Required task 1:
Pull out every line of the listing below that contains the string "orange". Case counts.

Supplied text:
☆ ☆ ☆
- Theatrical release poster
- Directed by: Simon Curtis
- Screenplay by: Julian Fellowes
- Based on: Downton Abbey by Julian Fellowes
- Produced by: Gareth Neame; Julian Fellowes; Liz Trubridge;
- Starring: Hugh Bonneville; Jim Carter; Michelle Dockery; Paul Giamatti; Elizabeth McGovern; Penelope Wilton;
- Cinematography: Ben Smithard
- Edited by: Adam Recht
- Music by: John Lunn
- Production company: Carnival Films
- Distributed by: Focus Features (United States); Universal Pictures (International);
- Release date: 12 September 2025;
- Running time: 124 minutes
- Countries: United Kingdom; United States;
- Language: English
- Budget: $50 million (net)
- Box office: $107.9 million

= Downton Abbey: The Grand Finale =

2025 historical drama film

Downton Abbey: The Grand Finale is a 2025 historical drama film directed by Simon Curtis from a screenplay by Julian Fellowes. It is the sequel to Downton Abbey: A New Era (2022) and the third and final film in the Downton Abbey franchise. Many of the original franchise's cast members, who also appeared in the previous two films, return. Paul Giamatti and Dominic West reprise their roles as Harold Levinson from the television series and Guy Dexter from the previous film, respectively, while Joely Richardson, Alessandro Nivola, Simon Russell Beale and Arty Froushan join the cast.

Imelda Staunton, who portrays Maud, Lady Bagshaw in the previous film, stated in March 2024 that a third and final film in the Downton Abbey franchise was being planned, with the main cast set to return. Following the announcement of several cast members reprising their roles in May, filming began that month and concluded in August, with a net budget of $50 million. The official title was announced in March 2025.
☆ ☆ ☆
Data provided:

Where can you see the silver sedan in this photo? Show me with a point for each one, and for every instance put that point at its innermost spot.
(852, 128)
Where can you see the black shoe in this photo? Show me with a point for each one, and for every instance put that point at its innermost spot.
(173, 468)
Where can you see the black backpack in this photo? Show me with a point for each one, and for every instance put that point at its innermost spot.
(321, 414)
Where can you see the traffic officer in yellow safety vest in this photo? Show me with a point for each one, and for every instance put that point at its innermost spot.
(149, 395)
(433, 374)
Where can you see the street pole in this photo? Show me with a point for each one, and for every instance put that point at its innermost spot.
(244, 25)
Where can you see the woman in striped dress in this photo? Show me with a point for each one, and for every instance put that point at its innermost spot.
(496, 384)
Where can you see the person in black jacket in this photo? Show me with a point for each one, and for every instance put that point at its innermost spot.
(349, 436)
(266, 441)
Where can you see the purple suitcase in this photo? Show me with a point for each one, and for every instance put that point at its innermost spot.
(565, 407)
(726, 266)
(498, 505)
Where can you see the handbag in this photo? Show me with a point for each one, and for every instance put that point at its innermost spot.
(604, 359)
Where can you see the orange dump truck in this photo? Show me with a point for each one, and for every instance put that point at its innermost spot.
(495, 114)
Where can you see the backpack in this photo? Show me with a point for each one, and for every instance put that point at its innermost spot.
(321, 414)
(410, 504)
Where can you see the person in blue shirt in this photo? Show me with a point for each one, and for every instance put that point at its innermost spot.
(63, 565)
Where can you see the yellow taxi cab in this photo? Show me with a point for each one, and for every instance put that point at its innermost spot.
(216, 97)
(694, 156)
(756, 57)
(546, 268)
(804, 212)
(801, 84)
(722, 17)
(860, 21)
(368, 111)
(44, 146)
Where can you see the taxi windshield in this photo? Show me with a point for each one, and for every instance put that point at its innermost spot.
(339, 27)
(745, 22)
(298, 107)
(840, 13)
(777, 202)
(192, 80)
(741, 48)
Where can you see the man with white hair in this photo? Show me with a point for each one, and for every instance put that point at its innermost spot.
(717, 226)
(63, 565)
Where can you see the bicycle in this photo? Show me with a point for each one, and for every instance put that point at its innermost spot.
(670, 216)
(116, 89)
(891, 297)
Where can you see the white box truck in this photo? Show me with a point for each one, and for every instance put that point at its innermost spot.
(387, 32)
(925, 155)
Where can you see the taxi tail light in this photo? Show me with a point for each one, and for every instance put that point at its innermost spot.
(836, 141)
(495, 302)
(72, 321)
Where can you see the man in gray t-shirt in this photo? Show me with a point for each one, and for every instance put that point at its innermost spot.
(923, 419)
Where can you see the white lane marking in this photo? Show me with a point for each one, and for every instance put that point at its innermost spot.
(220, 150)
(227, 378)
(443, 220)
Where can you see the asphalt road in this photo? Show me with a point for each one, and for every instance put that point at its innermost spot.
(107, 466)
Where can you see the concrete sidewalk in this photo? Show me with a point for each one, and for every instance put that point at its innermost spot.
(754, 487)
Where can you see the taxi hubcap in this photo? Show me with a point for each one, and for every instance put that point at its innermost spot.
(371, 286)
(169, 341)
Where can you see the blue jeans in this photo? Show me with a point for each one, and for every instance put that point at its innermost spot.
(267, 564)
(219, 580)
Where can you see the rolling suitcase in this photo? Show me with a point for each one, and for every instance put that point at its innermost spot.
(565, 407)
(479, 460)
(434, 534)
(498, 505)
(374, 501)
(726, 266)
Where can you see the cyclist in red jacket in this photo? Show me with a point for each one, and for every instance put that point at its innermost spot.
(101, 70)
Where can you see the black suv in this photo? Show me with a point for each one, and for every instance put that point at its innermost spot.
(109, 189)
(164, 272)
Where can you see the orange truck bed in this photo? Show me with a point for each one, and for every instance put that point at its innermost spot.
☆ ☆ ☆
Required task 2:
According to the film article above, which film is Downton Abbey: The Grand Finale a sequel to?

Correct result 1:
Where can you see the orange dump truck in this photo? Show me with a point for each one, and for every instance put that point at its innermost spot.
Where can you see the orange truck bed in this photo? Show me with a point for each one, and for every instance put that point at its innermost spot.

Correct result 2:
Downton Abbey: A New Era (2022).